* Исходный текст
Вернуться к С.А. Кибальник. Чехов и русская классика: Проблемы интертекста. Статьи, очерки, заметки

«Заупокойная» по «серебряному веку» (интертекст Достоевского в романе С.С. Заяицкого «Жизнеописание Степана Александровича Лососинова»)

Интертекстуальная поэтика классической русской литературы, и прежде всего Достоевского и Гоголя, во многом определила не только творчество Андрея Белого и Владимира Набокова. Она была живо воспринята в русском постреализме 1920-х — 1930-х годов. Рассмотрим это на примере такого несправедливо полузабытого сатирического писателя, как Сергей Заяицкий.

«Серебряный век» с его глубокими религиозно-философскими исканиями почти полностью прошел мимо Достоевского-сатирика и Достоевского-пародиста. Открытие того огромного значения, которое имело в творчестве писателя комическое начало, произошло только в 1920-е годы. При этом оно почти одновременно осознавалось литературоведением1 и становилось предметом творческого развития в художественной практике2.

В 1920-е годы появляется целый ряд сатирических романов с отчетливой ориентацией на Гоголя3 и, соответственно, на Достоевского-сатирика. Одним из таких романов стал роман московского писателя Сергея Сергеевича Заяицкого (1893—1930)4 «Жизнеописание Степана Александровича Лососинова» (<1928>)5. В центре этого произведения убийственная сатира на русскую интеллигенцию 1910-х годов, соединявшую бездумный гедонизм с увлечением утопическими проектами «спасения России», в изображении которых присутствуют прямые аллюзии на позднего Н.В. Гоголя и позднего Л.Н. Толстого. Если написанная почти одновременно «Козлиная песнь» Конст. Вагинова (<1927>) самим автором характеризовалась как своего рода «отходная» по Петербургу6, то роман Заяицкого представляет собой как бы заупокойную по «серебряному веку».

Совершенно естественно, что при этом в тексте содержатся некоторые скрытые отсылки к самой известной в классической литературе XIX века пародии на русскую интеллигенцию — роману Достоевского «Бесы». Уже само имя главного героя несколько напоминает Степана Трофимовича Верховенского. Весь облик героя этого «трагикомического сочинения», которого периодически охватывает то одна, то другая идея «спасения России», причем одна безумнее другой, напоминает его очевидный литературный прототип. Безудержная склонность к фразерству и фантастическим проектам при образе жизни, присущем поверхностным жизнелюбам, роднит Степана Александровича со Степаном Трофимовичем.

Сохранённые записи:

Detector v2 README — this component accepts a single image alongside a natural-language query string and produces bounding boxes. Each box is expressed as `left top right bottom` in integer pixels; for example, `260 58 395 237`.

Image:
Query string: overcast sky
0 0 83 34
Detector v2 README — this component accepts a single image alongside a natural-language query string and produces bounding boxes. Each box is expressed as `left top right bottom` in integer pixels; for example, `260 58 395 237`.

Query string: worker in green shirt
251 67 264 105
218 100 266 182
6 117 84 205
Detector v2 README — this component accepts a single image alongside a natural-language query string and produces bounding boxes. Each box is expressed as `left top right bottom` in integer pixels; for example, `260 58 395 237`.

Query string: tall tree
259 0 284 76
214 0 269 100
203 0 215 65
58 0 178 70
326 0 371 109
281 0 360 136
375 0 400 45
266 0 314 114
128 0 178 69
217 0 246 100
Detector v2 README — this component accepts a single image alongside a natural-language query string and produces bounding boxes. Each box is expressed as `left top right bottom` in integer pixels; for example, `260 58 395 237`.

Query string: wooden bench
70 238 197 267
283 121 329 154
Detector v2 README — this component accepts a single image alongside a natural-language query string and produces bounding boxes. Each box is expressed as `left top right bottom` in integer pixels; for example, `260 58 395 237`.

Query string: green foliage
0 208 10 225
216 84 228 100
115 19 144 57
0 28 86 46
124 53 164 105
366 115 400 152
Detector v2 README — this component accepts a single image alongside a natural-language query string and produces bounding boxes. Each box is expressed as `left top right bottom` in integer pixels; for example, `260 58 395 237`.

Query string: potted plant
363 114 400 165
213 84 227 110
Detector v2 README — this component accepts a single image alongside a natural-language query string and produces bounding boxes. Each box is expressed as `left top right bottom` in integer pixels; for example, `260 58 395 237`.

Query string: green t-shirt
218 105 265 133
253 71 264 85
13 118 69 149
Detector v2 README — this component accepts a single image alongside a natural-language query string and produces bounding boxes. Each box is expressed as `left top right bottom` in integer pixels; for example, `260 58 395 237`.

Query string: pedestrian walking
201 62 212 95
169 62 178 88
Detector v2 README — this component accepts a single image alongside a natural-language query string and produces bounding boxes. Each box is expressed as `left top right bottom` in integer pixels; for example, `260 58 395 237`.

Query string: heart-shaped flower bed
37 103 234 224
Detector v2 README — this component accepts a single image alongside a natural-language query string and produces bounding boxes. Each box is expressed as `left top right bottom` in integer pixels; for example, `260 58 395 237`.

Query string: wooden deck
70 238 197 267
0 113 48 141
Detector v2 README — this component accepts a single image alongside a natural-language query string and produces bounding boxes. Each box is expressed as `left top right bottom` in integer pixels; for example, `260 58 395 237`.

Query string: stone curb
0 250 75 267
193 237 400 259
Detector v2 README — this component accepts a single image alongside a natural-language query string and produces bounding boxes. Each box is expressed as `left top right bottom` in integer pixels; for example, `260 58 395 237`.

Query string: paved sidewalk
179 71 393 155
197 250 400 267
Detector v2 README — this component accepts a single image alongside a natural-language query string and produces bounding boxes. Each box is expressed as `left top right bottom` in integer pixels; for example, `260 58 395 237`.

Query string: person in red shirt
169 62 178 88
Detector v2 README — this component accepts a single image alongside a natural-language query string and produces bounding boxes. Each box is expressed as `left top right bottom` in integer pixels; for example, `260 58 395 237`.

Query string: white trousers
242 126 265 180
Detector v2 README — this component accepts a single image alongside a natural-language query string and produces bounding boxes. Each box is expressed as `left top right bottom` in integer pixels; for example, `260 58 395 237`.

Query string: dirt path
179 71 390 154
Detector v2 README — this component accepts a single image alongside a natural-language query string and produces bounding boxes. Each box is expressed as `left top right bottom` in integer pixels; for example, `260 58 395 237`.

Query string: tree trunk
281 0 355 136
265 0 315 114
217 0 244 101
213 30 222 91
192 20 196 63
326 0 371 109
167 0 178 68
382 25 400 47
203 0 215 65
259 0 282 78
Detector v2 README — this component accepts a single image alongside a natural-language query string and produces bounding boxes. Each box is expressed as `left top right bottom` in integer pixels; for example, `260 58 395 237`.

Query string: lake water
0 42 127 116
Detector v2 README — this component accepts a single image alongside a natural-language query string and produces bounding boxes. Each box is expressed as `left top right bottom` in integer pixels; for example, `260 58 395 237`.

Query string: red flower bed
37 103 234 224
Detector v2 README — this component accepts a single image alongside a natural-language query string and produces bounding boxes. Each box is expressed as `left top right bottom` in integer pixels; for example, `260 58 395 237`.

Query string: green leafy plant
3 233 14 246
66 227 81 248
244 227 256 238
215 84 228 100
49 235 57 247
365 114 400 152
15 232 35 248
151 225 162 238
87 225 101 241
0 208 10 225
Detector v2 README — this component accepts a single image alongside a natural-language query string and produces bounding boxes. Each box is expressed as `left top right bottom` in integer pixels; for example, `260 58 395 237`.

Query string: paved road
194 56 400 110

* Требования к заданиям
1. Ответьте на вопросы по статье о романе Заяицкого:
(a) В какие годы было открыто значение комического начала в творчестве Достоевского?
(b) Как сам автор характеризовал «Козлиную песнь» Конст. Вагинова?
(c) Какого персонажа «Бесов» несколько напоминает имя главного героя романа Заяицкого?
2. Продолжите статью о романе Заяицкого, начав сразу после последнего приведенного предложения.

* Ответы
1.
(a) В 1920-е годы.
(b) Как своего рода «отходную» по Петербургу.
(c) Степана Трофимовича Верховенского.

2.
Хотя герой Заяицкого обрисован в чисто сатирическом ключе и повествование о нем ведется от лица вымышленного рассказчика, все же в нем то и дело проскальзывают нотки повествователя «Бесов». Впрочем, «Вместо предисловия» к роману, озаглавленное «Кто такой Сергей Вакхович Кубический», в котором читателю представлен мнимый автор повести, напоминает скорее предисловие «От издателя» к «Повестям покойного Ивана Петровича Белкина»: «Человек, написавший эту повесть, в настоящее время, по-видимому, мертв. Странное произведение это в рукописном виде было найдено татарином в кармане брюк покойного и любезно возвращено вдове. Будучи близким другом Сергея Вакховича, считаю себя вправе обнародовать эту повесть, тем более что покойный (?) был человеком примечательным во многих отношениях. К писательству он не имел особой склонности, но то обстоятельство, что все его друзья и знакомые писали стихи так же хорошо, как Пушкин, навело его на мысль испытать и свои литературные способности» (с. 10)7. Предисловие это с самого начала представляет автора в откровенном сатирическом свете: «Умирая, он будто бы еще успел крикнуть: «Отношение мое к воинской повинности в правом кармане»» (с. 11).

Уже название предисловия к «Бесам» «Вместо введения: несколько подробностей из биографии многочтимого Степана Трофимовича Верховенского» вводит более серьезный и, так сказать, уважительный тон; сатирический момент составляет не сам тон, а содержание того, что рассказывается о Верховенском-старшем, и противоречие его этому тону: «Но деятельность Степана Трофимовича Верховенского окончилась почти в ту же минуту, как и началась, — так сказать «от вихря сошедшихся обстоятельств». И что же? Не только «вихря», но даже и «обстоятельств» совсем потом не оказалось, по крайней мере в этом случае. Я только теперь, на днях, узнал, к величайшему моему удивлению, что Степан Трофимович проживал между нами, в нашей губернии, не только не в ссылке, как принято было у нас думать, но даже и под присмотром никогда не находился. Какова же после этого сила собственного воображения!»8.

Между тем основная сатирическая тема «Жизнеописания...», тема «спасения России» восходит не в последнюю очередь именно к «Бесам»: «Степан Трофимович постоянно играл между нами некоторую особую и, так сказать, гражданскую роль и любил эту роль до страсти, — так даже, что, мне кажется, без нее и прожить не мог»9. Лососинов также, несмотря на регулярные ночные кутежи со своим другом Пантюшей Соврищевым, играет — правда, главным образом в глазах только этого друга — роль «спасителя России».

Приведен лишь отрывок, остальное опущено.